_Brief_. A single number is the answer here: how many lines below include "black"?

[Saved entries]
---------------

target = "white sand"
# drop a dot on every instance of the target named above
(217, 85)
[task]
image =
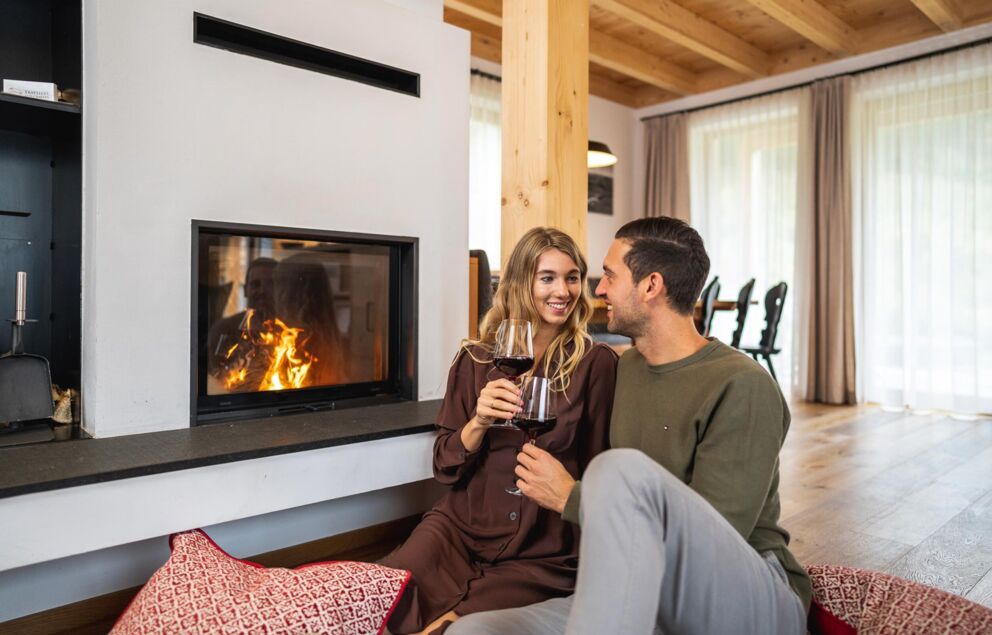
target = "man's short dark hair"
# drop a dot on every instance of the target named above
(672, 248)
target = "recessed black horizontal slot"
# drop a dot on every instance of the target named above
(268, 46)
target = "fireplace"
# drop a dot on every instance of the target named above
(290, 320)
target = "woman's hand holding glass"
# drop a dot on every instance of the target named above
(499, 401)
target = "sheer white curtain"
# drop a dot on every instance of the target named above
(921, 138)
(744, 179)
(484, 181)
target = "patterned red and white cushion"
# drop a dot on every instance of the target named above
(873, 602)
(202, 589)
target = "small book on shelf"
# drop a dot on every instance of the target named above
(36, 90)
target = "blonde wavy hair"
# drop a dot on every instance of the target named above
(514, 299)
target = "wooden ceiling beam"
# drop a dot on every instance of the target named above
(675, 23)
(944, 13)
(490, 11)
(613, 91)
(810, 19)
(604, 50)
(633, 62)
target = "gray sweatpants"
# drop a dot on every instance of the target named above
(655, 558)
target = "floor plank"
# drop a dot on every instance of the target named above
(896, 492)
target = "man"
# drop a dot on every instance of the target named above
(680, 520)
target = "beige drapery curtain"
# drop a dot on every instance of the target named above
(667, 189)
(828, 270)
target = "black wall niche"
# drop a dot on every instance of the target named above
(237, 38)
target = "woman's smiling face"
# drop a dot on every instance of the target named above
(557, 286)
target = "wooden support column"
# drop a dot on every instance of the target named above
(545, 118)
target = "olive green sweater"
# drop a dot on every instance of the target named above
(716, 420)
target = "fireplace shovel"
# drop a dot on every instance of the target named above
(25, 380)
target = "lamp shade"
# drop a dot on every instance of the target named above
(600, 155)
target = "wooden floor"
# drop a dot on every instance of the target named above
(906, 494)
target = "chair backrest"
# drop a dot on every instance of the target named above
(774, 301)
(708, 297)
(743, 302)
(483, 282)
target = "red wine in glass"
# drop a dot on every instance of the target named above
(514, 366)
(535, 427)
(513, 354)
(539, 413)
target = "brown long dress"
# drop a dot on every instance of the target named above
(481, 548)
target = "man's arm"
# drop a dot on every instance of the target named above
(543, 479)
(738, 454)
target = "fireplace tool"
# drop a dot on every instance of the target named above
(25, 380)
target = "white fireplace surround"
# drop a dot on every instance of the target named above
(174, 131)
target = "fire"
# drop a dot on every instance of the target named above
(279, 348)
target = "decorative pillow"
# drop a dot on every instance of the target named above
(202, 589)
(871, 602)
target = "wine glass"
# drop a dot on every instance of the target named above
(513, 354)
(539, 414)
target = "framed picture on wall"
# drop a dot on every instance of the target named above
(601, 190)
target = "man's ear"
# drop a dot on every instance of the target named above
(653, 286)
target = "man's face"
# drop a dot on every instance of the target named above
(627, 315)
(258, 290)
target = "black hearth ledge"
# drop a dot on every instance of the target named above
(49, 466)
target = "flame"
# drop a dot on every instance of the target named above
(284, 349)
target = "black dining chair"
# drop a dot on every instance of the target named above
(743, 302)
(708, 297)
(774, 301)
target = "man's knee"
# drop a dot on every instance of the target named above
(616, 472)
(477, 624)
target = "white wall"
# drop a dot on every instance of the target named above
(30, 589)
(616, 126)
(175, 131)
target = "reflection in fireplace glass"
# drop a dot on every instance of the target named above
(286, 314)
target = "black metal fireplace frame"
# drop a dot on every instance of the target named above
(401, 380)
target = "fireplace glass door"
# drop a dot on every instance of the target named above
(288, 320)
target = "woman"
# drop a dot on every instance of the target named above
(481, 548)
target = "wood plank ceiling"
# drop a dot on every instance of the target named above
(644, 52)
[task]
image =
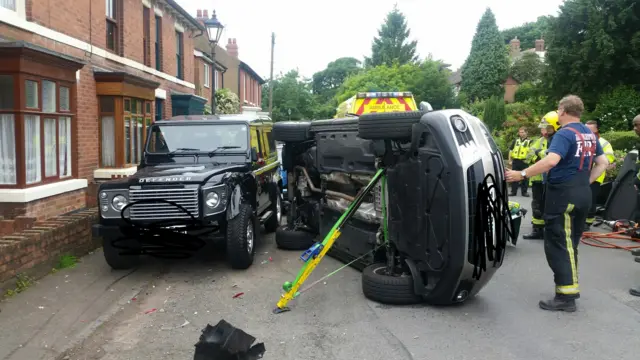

---------------

_Output of the task_. 5